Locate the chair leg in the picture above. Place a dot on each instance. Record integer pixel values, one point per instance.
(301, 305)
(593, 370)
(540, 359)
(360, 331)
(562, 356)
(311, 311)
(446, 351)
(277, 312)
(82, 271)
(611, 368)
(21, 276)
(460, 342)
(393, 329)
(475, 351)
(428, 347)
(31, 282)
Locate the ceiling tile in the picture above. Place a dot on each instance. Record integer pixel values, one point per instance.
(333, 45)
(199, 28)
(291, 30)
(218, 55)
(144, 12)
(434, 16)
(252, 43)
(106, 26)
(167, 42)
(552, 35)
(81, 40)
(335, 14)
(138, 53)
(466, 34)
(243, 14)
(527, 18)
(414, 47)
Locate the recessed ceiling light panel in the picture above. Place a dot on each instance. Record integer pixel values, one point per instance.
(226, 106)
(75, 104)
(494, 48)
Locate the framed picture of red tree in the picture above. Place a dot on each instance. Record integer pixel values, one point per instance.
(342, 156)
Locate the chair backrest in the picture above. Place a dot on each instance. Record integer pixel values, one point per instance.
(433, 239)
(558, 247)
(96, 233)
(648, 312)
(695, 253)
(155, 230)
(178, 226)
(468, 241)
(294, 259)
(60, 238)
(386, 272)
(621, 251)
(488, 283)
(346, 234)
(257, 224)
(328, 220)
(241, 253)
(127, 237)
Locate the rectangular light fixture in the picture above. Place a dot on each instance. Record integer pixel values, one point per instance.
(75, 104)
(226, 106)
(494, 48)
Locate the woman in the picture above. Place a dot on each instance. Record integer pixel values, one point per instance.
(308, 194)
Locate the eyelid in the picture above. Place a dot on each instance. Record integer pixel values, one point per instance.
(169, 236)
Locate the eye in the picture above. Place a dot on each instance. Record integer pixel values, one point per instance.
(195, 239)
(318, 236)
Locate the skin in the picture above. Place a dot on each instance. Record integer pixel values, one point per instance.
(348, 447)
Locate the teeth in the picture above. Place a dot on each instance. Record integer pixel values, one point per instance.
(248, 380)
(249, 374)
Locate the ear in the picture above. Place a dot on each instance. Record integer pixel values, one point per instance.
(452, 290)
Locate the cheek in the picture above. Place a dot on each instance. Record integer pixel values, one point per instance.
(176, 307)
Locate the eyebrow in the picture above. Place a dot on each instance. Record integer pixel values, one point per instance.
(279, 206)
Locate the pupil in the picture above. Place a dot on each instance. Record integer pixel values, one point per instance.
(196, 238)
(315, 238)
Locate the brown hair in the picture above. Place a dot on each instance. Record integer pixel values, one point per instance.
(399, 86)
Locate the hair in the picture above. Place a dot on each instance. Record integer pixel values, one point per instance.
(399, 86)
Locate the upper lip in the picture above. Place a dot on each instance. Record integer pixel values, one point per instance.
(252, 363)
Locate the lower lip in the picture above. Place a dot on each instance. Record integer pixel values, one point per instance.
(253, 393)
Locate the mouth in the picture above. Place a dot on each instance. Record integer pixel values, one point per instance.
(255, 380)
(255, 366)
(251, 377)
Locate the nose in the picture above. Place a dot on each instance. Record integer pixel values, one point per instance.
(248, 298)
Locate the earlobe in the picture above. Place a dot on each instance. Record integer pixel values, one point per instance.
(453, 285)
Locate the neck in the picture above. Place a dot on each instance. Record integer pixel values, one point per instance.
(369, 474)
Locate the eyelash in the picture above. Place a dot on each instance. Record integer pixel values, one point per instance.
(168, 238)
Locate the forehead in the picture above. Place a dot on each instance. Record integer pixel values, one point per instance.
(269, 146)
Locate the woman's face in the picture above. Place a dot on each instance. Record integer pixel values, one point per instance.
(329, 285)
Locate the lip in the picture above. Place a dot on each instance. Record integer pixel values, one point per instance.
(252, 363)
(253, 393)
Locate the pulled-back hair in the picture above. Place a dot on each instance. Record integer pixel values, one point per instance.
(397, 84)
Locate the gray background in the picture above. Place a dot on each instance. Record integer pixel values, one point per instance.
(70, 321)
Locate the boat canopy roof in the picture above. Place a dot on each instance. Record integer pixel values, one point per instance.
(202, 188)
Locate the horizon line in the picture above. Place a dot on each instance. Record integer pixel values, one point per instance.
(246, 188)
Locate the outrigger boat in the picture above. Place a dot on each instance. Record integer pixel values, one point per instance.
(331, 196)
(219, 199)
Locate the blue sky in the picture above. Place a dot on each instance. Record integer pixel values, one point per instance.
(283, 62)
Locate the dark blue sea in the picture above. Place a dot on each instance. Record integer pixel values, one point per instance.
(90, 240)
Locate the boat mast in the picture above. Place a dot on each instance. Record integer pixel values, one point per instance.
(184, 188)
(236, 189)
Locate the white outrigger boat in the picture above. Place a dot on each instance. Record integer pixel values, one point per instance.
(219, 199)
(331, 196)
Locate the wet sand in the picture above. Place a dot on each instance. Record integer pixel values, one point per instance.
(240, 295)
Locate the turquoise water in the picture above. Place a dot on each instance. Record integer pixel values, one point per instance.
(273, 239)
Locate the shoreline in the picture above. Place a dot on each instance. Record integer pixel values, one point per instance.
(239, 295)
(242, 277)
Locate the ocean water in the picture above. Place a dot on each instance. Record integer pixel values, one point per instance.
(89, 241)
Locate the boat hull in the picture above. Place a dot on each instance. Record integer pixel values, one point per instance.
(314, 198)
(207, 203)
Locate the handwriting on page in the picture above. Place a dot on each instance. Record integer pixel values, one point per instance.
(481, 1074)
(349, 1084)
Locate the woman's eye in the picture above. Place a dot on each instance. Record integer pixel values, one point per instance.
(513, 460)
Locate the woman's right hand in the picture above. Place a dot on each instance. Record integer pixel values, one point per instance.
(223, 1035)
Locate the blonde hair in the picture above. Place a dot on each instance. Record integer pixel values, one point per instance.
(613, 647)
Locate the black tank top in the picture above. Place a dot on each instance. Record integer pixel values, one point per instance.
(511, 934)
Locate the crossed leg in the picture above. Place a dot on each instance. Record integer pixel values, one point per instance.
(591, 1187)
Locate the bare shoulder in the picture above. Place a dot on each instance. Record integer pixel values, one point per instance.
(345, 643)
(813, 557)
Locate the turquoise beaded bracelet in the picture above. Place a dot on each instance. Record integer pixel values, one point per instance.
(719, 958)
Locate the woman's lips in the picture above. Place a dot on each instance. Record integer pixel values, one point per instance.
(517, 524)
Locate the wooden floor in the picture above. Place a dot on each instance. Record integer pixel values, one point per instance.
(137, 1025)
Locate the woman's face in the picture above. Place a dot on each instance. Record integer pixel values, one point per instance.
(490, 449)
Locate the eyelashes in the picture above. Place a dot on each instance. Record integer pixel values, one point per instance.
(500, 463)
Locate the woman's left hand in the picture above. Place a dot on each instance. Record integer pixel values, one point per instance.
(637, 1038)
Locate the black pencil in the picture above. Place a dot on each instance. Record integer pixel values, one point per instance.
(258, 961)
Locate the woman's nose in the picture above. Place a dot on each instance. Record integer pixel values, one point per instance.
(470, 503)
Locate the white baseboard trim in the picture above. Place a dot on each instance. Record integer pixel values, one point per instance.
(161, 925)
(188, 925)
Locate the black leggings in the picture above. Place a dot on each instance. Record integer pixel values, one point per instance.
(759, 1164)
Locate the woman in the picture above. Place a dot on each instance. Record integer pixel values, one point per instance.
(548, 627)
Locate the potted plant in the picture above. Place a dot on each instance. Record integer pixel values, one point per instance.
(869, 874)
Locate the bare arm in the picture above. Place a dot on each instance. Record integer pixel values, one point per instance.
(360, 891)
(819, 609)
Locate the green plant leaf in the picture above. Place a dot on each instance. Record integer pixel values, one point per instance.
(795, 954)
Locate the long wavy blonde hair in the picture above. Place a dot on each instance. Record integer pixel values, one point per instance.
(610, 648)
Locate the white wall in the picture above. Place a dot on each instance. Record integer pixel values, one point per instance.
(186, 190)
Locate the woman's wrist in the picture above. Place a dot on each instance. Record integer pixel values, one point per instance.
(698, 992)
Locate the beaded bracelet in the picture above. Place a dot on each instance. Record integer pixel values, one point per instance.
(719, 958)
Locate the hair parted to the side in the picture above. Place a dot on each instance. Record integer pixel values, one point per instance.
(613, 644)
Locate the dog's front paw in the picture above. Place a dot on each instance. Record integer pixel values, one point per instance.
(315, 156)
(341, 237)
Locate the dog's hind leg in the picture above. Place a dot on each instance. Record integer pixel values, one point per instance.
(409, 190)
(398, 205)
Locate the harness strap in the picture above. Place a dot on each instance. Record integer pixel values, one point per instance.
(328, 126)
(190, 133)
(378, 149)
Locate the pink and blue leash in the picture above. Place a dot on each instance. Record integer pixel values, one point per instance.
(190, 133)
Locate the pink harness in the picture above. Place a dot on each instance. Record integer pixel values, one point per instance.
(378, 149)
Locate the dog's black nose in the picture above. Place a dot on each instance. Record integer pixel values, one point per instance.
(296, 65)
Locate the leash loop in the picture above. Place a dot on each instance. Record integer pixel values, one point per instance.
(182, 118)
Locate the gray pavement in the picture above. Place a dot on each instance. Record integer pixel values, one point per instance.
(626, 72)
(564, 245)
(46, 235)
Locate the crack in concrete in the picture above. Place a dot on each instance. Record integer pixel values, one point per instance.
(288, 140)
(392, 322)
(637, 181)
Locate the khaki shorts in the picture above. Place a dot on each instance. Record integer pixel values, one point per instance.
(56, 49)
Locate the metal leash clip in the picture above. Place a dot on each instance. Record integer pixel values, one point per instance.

··········

WHAT THE EXERCISE ASKS — Could you write out, exactly, each line of the data above from the one containing "Locate the pink harness" through the last, including both?

TASK SOLUTION —
Locate the pink harness in the picture above. Place a dot on each instance. Record integer pixel values, one point per instance.
(378, 149)
Locate the dog's black nose in the picture above. Place a dot on each instance. Record integer pixel values, one point per instance.
(296, 65)
Locate the leash loop in the picture above. Place a dot on each instance. Record integer pixel values, one point per instance.
(182, 118)
Locate the gray pavement in the picture above. Place a dot on each instance. Record integer pixel values, one point per instance.
(626, 72)
(564, 245)
(46, 235)
Locate the crack in concrete in the picture above. Place a dot on each instance. Record integer pixel values, one point per instance.
(288, 140)
(392, 322)
(637, 181)
Locate the khaki shorts in the picture above. Place a dot on each instance. Record integer pixel values, one point per instance.
(56, 49)
Locate the metal leash clip in the picture above. Place a dot on each instance. Record integer pixel values, one point per instance.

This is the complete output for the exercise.